(Records of labeled points)
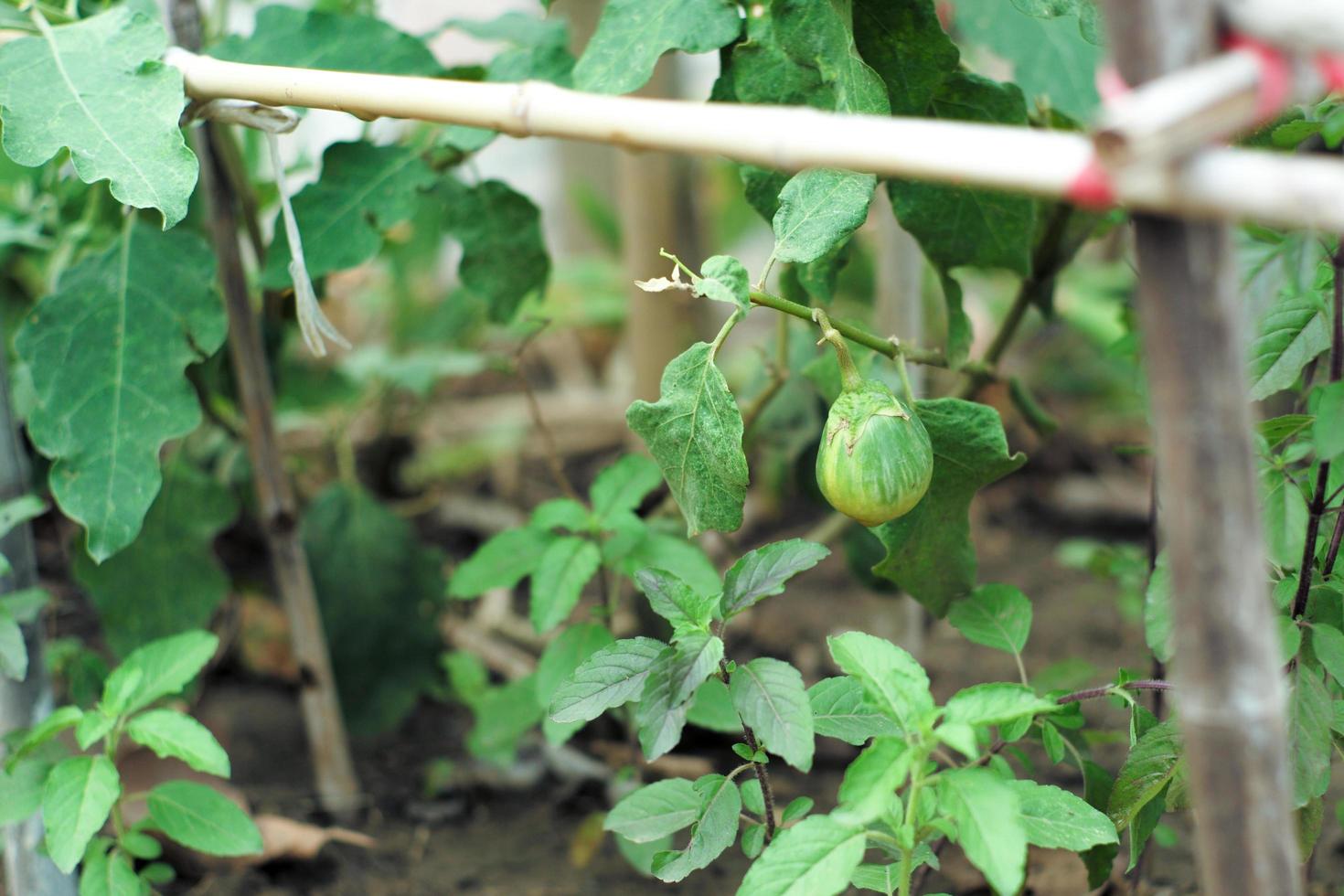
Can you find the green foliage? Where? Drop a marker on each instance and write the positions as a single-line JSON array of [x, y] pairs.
[[694, 432], [632, 35], [363, 191], [99, 89], [316, 39], [103, 406], [377, 586], [929, 549], [134, 602]]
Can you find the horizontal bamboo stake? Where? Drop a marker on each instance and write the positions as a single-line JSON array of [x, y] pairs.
[[1215, 183]]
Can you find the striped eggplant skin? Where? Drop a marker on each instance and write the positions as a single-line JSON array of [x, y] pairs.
[[875, 458]]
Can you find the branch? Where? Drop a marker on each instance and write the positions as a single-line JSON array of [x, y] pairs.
[[1215, 183]]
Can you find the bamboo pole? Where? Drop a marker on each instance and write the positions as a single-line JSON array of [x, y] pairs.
[[334, 770], [1227, 185], [1227, 669]]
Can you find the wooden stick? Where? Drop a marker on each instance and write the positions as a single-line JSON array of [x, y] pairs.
[[1227, 666], [1217, 183], [337, 789]]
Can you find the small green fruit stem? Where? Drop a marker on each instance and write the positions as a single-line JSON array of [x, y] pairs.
[[848, 372]]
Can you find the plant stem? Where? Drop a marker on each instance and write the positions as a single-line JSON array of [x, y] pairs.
[[1323, 472]]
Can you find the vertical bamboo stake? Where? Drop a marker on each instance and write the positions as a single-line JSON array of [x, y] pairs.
[[337, 789], [27, 870], [1227, 661]]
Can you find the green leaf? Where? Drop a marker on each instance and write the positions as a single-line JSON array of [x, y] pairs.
[[715, 829], [769, 696], [712, 709], [558, 583], [504, 257], [989, 827], [677, 669], [316, 39], [882, 879], [157, 669], [694, 432], [106, 354], [1157, 610], [1289, 336], [725, 280], [763, 572], [1153, 763], [611, 677], [76, 802], [840, 709], [623, 486], [818, 208], [1328, 432], [202, 818], [675, 601], [995, 615], [500, 563], [894, 683], [14, 652], [136, 602], [503, 716], [929, 549], [1309, 713], [995, 704], [655, 810], [365, 189], [175, 735], [632, 35], [560, 658], [906, 46], [1054, 59], [377, 586], [99, 88], [1328, 646], [815, 858], [1055, 818], [960, 226], [871, 781]]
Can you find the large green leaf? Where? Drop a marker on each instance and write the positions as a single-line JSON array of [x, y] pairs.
[[632, 35], [203, 818], [961, 226], [136, 602], [1055, 818], [560, 578], [1054, 55], [611, 677], [715, 829], [105, 357], [99, 89], [655, 810], [769, 696], [76, 802], [1289, 336], [894, 681], [504, 257], [694, 432], [989, 827], [995, 615], [929, 549], [175, 735], [906, 46], [377, 586], [342, 218], [315, 39], [763, 572], [814, 858], [840, 709]]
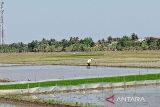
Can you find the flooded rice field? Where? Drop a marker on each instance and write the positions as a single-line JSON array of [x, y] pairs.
[[53, 72], [148, 96]]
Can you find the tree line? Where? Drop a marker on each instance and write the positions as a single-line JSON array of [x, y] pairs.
[[131, 42]]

Required work => Copy out every line from the start of the records through the line holding "[[337, 789], [27, 870], [1227, 661]]", inclusive, requests included, shifting each coordinate in the answers by -12. Leave out the pictures.

Output of the exercise =>
Can you find the green foliage? Where? Drop a marker on each instance and write the positions as a single-line JSON array of [x, y] pairs.
[[682, 420], [620, 23], [351, 179], [87, 77], [304, 27], [91, 394], [365, 574], [917, 537], [122, 590]]
Can you find the horizontal bamboo stake? Where? Drop a marker on each instance and write the positions as a single-line JSON array of [x, y] pairs.
[[1203, 171]]
Can you find the striped eggplant skin? Where? Drop a marker on each instance and write the positions as a single-line JSON array of [x, y] pairs.
[[863, 446]]
Can you find the branch? Where? Drop a marker on each instance and write the positions as a single-line JSON array of [x, y] pairs.
[[1203, 171]]
Can you find the bamboo pole? Where? Drop a marker on each instance and write the positions as a single-line JSON array of [x, y] pairs.
[[322, 758], [1215, 173], [1215, 657]]
Can you find the wooden stick? Where? Drop a marker on each instance and write the positions as a single-line JSON array of [x, y] pairs.
[[1215, 654], [1205, 171], [325, 777]]
Can you find the small green fruit stem? Where? Drop a marker on each instance and write the positions as a single-line JSON array of [x, y] pairs.
[[836, 360]]
Can you find the plant stem? Where? Drop a marker on each instance and write the positions as a single-line JSON array of [x, y] pairs.
[[1311, 460]]
Can you find the vertical bamboo stake? Where? Drop a marker on each instance and write the positions as a single-line JSON array of [x, y] pairs.
[[325, 777], [15, 858], [1215, 649]]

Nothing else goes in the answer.